## TO DO
Answer these questions from the text below on property tax appeals:
(a) By what date may an appeal be made to the county board of taxation?
(b) Who must sign and swear to the petition of appeal?
(c) Which statute requires a fee, and what does the exact amount depend on?

N.J.S.A. 54:3-21 provides that

A taxpayer feeling aggrieved by the assessed valuation of his property, or feeling that he is discriminated against by the assessed valuation of other property in the county, or a taxing district which may feel discriminated against by the assessed valuation of property in the taxing district, or by the assessed valuation of property in another taxing district in the county, may on or before August fifteenth appeal to the county board of taxation by filing with it a petition of appeal. A copy thereof shall also be filed with the assessor, clerk or attorney of the taxing district, setting forth the cause of complaint, the nature and location of the assessed property and the relief sought. The petition shall be signed and sworn to by the petitioner or his agent, and shall be in such form and contain such further information as may be from time to time prescribed by rule of the board, for the better understanding and determination of the appeal. *380 An administrative remedy and procedure is thereby provided whereby plaintiffs and any others similarly situated may challenge the assessment as applied to their particular piece of property. A fee is required by N.J.S.A. 54:3-21.3, the exact amount depending upon the valuation of the property. There is no procedure within the applicable statutes authorizing the combining of appeals or the waiver of fees where more than one property is involved and the properties have separate owners.

## RECORDED INFORMATION

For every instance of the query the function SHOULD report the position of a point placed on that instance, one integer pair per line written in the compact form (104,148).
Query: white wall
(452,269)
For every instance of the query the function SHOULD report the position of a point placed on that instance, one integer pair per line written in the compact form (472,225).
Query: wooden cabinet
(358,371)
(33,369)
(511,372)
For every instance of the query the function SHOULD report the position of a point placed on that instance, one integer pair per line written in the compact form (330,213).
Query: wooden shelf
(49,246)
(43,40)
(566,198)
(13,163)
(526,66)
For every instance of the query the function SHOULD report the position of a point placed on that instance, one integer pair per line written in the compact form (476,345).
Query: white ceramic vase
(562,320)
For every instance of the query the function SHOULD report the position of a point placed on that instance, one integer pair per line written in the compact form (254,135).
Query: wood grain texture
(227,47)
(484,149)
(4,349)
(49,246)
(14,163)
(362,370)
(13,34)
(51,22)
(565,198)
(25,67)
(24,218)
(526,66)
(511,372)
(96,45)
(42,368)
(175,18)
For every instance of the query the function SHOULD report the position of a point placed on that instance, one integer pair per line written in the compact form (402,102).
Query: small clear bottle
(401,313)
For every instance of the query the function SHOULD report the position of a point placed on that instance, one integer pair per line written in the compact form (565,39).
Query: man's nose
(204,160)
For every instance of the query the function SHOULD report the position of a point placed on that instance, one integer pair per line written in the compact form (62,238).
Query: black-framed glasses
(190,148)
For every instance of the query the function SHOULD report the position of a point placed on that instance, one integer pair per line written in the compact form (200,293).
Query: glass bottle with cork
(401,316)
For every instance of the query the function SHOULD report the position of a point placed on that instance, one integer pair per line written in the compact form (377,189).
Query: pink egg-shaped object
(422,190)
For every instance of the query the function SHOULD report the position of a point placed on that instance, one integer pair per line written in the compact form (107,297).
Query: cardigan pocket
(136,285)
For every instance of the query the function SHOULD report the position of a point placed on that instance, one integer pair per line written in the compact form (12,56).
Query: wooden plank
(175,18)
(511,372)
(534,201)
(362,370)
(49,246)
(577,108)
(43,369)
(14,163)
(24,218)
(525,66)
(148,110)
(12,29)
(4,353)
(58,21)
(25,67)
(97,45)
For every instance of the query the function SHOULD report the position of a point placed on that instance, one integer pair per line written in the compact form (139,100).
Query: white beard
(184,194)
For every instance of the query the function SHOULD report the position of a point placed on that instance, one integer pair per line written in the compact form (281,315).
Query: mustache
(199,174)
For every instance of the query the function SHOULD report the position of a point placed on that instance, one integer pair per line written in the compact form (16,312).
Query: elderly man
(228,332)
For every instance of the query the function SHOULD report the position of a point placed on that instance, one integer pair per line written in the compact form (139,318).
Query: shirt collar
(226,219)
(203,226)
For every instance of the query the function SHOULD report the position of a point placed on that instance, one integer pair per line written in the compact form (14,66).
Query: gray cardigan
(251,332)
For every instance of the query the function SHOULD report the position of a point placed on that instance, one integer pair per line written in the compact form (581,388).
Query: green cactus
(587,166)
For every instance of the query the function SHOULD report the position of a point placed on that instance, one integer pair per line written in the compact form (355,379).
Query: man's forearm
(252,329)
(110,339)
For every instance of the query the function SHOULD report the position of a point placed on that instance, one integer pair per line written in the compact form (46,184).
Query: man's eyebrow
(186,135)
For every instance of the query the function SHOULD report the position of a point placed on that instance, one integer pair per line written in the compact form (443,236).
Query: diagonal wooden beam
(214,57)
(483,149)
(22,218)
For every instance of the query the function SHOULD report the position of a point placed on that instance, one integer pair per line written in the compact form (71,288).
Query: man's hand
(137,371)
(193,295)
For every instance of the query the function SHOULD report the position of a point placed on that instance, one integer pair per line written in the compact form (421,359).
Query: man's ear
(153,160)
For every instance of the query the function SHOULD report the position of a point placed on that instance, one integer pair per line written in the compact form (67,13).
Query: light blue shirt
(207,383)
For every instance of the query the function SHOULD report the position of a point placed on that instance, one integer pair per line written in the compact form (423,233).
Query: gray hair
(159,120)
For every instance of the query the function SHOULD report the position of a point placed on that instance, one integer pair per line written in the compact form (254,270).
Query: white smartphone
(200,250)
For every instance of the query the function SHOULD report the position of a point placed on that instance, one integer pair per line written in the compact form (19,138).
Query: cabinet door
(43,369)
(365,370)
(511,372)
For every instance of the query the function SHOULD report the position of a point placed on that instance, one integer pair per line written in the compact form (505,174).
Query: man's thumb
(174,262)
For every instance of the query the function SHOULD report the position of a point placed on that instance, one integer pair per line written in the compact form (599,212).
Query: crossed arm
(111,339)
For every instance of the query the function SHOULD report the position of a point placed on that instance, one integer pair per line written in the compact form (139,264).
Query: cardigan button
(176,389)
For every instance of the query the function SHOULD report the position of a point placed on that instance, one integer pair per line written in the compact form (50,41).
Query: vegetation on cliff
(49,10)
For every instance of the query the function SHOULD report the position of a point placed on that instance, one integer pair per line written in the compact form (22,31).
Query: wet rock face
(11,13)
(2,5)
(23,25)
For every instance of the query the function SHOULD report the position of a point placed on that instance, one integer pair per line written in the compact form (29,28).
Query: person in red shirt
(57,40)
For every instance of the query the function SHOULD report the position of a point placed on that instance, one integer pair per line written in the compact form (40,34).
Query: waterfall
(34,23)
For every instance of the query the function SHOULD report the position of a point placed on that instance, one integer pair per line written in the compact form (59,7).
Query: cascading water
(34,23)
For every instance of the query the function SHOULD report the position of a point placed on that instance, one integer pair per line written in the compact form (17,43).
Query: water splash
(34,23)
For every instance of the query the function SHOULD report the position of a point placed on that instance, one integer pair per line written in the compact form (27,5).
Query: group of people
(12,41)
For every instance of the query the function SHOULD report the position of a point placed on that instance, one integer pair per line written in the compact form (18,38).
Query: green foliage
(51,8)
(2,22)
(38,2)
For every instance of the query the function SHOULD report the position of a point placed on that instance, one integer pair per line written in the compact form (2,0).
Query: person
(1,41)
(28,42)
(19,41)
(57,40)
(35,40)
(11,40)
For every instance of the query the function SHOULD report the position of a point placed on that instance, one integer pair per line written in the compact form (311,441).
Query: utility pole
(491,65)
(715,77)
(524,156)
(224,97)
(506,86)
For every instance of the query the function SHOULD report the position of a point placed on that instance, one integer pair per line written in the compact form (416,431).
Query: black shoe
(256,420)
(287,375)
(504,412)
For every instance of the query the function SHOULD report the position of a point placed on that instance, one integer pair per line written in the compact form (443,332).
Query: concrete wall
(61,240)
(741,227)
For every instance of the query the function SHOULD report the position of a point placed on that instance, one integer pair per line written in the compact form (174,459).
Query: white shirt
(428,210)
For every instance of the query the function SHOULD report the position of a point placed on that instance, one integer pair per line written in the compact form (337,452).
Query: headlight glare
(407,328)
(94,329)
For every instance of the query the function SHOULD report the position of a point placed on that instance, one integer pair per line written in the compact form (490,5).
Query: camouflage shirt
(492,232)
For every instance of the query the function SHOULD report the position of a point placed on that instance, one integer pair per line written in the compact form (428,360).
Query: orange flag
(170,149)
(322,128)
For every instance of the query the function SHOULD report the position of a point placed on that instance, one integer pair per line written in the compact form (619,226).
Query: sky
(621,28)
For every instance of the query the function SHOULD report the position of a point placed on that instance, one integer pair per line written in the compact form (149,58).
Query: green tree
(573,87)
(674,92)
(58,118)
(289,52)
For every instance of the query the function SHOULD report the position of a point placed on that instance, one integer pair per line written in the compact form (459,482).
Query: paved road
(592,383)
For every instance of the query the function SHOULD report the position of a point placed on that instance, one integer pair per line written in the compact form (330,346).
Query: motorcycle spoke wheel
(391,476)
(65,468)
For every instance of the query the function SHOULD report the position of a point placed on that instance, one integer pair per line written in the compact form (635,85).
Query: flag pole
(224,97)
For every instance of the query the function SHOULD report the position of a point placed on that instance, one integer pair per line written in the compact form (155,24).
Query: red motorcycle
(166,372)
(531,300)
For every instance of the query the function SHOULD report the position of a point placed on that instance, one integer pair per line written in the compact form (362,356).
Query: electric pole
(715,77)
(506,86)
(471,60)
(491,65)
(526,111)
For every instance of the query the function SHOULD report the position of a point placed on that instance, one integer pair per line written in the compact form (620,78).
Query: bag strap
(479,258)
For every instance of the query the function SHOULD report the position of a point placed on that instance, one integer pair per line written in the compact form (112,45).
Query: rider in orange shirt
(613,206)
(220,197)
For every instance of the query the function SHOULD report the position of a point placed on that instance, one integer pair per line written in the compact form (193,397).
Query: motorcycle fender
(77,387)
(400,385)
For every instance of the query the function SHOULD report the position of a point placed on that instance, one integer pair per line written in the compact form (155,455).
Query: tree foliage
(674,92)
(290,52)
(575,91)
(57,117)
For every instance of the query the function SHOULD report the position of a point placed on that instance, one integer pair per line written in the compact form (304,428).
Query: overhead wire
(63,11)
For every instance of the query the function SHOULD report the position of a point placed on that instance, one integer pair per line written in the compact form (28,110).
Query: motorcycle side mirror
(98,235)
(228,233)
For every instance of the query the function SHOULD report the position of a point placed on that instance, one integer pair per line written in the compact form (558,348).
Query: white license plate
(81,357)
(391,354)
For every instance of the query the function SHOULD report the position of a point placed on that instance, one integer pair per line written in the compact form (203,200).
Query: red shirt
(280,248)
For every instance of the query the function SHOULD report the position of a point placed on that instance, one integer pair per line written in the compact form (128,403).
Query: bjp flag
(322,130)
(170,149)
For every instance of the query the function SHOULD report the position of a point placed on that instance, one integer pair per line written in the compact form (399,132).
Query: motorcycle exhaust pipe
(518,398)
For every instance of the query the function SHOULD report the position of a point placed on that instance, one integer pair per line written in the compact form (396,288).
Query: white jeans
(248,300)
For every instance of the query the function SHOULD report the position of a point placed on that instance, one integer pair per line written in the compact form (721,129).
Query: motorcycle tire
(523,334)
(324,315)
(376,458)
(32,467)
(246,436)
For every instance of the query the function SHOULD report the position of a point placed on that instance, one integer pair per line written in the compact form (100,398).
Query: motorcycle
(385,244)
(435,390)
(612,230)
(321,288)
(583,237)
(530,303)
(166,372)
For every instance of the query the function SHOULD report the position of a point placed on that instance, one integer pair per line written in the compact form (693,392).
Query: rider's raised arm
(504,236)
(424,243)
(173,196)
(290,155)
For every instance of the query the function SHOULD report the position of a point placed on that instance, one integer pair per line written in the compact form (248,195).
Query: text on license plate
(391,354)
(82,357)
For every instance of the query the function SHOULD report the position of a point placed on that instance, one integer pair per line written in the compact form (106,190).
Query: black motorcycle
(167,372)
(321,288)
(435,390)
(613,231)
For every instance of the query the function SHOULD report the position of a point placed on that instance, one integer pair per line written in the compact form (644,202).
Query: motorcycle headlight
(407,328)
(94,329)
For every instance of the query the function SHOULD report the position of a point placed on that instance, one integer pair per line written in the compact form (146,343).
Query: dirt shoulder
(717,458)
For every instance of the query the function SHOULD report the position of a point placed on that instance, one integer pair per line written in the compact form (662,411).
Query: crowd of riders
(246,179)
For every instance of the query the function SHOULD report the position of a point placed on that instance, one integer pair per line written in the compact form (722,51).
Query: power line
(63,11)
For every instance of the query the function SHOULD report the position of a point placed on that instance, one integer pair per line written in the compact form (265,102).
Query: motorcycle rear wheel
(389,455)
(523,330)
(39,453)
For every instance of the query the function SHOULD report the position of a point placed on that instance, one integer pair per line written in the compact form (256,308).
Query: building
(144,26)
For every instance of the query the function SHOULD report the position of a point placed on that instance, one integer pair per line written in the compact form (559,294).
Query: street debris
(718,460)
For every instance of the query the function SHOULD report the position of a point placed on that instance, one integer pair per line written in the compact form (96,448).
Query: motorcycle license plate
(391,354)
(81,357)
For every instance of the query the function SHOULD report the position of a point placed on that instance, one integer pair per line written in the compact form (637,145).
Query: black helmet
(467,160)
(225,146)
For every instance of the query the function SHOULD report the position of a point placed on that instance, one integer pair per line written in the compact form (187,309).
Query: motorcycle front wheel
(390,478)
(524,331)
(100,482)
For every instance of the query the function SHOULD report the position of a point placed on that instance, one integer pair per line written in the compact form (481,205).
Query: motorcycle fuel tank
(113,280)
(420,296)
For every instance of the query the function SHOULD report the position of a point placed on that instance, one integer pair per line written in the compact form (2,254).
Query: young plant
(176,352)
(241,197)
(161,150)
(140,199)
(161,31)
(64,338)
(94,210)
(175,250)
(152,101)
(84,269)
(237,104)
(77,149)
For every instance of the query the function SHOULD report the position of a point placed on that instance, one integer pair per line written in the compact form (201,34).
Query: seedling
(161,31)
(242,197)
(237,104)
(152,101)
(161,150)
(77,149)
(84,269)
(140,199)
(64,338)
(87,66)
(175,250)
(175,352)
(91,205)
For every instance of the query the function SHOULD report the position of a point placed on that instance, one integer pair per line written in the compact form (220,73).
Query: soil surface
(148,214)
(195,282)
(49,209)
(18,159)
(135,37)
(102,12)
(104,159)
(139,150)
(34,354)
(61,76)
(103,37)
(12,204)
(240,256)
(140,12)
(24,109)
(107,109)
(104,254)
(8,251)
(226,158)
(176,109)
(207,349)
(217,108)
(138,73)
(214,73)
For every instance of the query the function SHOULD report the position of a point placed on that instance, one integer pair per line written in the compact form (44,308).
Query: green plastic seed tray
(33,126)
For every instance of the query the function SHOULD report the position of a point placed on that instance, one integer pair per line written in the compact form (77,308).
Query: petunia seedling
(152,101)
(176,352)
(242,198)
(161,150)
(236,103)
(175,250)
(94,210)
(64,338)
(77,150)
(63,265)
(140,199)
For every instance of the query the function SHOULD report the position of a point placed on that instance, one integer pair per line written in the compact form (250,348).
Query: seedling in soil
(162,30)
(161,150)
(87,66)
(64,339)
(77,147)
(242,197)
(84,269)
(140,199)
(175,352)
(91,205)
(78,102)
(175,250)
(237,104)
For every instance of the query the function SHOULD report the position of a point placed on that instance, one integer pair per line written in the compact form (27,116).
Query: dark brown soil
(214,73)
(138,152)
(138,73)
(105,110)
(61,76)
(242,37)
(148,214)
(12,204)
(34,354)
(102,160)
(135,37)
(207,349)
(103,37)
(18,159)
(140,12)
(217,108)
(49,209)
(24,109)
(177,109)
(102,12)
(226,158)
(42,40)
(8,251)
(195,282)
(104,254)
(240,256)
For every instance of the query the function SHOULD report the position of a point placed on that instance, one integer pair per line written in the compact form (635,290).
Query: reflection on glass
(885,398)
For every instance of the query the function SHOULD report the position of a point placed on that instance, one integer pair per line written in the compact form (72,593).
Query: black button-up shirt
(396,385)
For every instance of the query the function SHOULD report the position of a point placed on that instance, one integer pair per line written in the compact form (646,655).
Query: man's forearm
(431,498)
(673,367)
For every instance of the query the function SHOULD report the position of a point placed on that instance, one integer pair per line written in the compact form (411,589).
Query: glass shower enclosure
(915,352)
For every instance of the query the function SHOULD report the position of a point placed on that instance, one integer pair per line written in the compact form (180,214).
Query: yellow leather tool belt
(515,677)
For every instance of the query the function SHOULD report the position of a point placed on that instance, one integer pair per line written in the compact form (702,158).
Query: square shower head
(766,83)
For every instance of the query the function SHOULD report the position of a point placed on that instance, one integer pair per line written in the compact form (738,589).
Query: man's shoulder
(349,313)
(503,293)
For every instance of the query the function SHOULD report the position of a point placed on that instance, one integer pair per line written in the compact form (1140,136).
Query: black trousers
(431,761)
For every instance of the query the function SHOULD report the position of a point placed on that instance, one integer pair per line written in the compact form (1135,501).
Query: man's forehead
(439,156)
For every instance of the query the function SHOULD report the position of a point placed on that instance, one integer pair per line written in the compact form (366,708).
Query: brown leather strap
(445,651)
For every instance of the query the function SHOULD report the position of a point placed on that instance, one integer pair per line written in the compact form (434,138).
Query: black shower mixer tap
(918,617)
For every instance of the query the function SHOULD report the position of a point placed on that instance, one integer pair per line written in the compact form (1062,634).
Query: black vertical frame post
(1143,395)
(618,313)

## EXERCISE OUTPUT
(a) On or before August fifteenth.
(b) The petitioner or his agent.
(c) N.J.S.A. 54:3-21.3 requires the fee, and the amount depends on the valuation of the property.